▶ [Required action] Return, from the listing below, each line where the word "glass" appears.

▶ [Input data]

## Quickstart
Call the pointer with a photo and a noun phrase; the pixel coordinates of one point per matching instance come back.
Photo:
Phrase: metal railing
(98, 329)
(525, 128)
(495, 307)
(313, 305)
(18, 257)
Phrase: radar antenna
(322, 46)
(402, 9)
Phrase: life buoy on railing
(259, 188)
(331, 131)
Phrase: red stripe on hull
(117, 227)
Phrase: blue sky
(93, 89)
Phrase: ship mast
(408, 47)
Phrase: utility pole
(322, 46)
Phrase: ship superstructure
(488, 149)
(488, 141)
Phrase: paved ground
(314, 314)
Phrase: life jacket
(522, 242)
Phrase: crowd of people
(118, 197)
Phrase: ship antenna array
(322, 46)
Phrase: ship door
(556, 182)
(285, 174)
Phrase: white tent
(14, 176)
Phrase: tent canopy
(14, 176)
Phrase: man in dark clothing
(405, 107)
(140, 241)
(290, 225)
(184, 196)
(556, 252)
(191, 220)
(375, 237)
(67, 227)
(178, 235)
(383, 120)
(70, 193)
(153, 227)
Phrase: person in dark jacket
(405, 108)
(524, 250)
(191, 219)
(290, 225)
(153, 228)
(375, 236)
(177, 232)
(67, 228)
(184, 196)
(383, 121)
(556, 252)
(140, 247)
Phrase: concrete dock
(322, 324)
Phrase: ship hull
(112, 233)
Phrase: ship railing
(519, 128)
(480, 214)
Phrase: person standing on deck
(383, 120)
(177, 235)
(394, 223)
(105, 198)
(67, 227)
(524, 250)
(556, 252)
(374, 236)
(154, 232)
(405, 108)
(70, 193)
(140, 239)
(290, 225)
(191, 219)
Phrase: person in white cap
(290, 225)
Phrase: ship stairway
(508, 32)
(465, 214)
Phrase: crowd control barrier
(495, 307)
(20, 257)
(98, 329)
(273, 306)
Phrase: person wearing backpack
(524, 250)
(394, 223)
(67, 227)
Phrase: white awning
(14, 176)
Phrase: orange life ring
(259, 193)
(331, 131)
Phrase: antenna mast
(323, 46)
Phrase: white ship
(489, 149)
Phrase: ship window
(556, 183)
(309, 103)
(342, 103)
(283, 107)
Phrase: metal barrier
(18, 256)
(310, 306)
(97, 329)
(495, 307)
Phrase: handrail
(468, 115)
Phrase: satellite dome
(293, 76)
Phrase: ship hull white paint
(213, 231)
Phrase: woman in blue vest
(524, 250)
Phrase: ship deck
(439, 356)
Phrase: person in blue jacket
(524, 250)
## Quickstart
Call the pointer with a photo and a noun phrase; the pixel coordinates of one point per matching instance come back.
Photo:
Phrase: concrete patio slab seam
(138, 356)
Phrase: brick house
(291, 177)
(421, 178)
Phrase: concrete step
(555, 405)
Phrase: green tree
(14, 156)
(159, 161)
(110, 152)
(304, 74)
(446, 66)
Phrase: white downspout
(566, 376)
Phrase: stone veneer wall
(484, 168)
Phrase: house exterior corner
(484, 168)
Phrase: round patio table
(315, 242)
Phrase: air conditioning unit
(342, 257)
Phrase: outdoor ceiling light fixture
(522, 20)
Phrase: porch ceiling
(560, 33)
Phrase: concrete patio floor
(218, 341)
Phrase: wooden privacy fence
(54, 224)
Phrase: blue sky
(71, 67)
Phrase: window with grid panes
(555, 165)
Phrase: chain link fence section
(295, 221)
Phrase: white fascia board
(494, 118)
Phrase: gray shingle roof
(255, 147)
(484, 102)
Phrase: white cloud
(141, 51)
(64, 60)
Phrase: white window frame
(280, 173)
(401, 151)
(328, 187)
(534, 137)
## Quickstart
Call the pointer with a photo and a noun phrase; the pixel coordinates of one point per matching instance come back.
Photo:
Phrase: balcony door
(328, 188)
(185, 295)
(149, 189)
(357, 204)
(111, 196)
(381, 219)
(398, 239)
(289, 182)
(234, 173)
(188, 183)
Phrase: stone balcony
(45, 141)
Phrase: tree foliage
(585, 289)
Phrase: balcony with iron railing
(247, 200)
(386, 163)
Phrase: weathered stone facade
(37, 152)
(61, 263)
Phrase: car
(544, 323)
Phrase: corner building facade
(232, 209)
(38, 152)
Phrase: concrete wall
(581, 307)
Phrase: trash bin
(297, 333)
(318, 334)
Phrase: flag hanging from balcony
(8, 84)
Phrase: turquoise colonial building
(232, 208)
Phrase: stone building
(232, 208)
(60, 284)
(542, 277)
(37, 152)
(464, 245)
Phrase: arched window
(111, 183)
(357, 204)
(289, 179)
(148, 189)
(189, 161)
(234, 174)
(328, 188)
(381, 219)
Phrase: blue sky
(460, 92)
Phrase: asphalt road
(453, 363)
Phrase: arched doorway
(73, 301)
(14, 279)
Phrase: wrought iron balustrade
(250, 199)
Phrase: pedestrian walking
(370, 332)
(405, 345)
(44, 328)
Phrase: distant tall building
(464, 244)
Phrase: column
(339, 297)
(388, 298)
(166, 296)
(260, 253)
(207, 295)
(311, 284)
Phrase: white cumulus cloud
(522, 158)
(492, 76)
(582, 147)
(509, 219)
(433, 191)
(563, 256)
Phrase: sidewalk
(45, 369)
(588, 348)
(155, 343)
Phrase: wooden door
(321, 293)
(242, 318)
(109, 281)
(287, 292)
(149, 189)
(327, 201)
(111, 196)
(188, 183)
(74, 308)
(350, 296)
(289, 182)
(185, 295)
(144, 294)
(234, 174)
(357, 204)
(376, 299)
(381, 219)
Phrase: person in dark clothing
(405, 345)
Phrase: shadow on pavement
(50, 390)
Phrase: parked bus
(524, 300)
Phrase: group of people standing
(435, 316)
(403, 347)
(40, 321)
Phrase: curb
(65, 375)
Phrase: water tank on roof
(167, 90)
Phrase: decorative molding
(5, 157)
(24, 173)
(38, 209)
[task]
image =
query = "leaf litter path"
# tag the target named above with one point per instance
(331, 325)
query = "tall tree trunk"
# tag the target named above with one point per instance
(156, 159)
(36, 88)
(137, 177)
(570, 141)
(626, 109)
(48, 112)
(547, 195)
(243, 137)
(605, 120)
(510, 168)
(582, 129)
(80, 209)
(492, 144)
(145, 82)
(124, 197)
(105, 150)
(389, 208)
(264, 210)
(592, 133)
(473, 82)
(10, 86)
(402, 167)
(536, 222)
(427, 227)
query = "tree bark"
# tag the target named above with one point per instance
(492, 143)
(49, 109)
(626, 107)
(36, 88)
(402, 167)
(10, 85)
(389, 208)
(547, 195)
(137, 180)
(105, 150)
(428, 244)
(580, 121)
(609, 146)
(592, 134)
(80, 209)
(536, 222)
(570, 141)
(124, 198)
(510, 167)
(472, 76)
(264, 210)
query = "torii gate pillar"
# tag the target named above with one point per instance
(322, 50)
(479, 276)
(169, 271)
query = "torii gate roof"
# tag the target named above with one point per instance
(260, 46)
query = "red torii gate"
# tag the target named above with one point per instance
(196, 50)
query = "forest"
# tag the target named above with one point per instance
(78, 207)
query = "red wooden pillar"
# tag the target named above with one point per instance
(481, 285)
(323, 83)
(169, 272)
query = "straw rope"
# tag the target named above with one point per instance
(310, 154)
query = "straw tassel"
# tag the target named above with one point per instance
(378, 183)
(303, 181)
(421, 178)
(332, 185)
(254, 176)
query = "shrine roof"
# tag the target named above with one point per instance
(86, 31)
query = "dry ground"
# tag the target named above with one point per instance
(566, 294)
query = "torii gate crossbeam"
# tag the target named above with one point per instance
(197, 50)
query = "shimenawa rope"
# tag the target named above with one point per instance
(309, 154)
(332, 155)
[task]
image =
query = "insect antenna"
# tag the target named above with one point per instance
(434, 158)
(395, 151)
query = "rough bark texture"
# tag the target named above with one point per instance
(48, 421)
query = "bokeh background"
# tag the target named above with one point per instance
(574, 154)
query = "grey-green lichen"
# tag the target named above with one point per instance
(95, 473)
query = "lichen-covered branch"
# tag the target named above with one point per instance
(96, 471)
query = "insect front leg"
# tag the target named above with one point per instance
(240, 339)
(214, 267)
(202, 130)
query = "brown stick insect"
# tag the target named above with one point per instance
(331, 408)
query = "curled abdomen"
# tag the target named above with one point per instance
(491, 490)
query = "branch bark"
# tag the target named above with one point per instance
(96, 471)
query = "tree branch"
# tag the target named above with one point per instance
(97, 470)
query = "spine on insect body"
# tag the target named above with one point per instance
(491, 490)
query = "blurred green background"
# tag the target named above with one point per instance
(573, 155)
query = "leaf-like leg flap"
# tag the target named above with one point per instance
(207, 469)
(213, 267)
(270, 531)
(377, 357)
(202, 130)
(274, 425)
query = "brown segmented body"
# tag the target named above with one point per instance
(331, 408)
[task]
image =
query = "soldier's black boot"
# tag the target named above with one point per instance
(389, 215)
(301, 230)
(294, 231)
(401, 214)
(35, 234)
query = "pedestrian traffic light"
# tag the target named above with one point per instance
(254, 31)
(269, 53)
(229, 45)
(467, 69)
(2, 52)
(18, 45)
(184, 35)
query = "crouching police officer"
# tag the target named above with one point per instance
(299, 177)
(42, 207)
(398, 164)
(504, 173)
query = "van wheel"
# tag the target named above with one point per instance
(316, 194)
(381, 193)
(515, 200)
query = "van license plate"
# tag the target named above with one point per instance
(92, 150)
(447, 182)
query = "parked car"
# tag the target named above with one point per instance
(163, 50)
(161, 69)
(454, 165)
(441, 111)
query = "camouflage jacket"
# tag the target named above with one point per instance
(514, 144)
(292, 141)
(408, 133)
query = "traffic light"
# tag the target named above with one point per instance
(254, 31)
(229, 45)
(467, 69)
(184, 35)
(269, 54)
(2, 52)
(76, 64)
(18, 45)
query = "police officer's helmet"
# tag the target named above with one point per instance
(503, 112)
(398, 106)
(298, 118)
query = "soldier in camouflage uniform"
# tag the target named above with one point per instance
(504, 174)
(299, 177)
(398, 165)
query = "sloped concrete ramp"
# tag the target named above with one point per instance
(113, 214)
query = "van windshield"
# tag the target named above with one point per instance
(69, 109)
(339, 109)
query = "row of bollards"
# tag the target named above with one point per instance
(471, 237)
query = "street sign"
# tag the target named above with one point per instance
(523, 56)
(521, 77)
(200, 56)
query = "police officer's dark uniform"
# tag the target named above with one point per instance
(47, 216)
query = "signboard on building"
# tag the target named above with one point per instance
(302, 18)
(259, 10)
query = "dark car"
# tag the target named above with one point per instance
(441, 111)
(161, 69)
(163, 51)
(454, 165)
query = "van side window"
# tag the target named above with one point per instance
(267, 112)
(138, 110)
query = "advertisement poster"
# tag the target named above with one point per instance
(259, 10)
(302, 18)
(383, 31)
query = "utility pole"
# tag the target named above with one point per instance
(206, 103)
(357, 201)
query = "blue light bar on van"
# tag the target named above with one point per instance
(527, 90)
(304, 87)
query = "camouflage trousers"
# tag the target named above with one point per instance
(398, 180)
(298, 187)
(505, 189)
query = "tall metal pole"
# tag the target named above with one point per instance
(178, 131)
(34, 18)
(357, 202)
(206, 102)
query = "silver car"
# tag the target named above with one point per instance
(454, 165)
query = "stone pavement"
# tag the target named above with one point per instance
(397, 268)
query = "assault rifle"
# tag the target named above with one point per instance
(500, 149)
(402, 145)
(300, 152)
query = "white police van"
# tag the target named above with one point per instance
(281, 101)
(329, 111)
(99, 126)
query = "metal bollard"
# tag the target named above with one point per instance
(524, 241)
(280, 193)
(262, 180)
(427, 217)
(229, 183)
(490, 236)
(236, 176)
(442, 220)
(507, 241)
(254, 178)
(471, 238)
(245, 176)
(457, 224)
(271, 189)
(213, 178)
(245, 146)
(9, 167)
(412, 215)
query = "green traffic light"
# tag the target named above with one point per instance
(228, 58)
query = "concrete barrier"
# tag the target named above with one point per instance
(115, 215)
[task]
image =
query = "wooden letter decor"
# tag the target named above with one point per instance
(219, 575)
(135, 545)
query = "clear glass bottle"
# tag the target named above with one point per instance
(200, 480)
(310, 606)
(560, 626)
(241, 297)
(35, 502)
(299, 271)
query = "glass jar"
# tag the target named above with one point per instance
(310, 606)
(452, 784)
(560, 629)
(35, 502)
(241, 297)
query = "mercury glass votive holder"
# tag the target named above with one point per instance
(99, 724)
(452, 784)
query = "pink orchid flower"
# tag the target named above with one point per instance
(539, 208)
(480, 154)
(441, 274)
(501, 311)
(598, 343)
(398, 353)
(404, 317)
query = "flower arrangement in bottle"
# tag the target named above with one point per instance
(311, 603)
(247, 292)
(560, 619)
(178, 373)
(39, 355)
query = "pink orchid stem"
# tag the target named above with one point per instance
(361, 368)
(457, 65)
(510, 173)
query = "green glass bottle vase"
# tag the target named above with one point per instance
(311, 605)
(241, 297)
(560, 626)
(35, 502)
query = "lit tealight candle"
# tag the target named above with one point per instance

▶ [Reply to the task]
query = "clear glass bottle"
query = "glass jar"
query = "mercury glass votive holder"
query = "green glass bottle vase"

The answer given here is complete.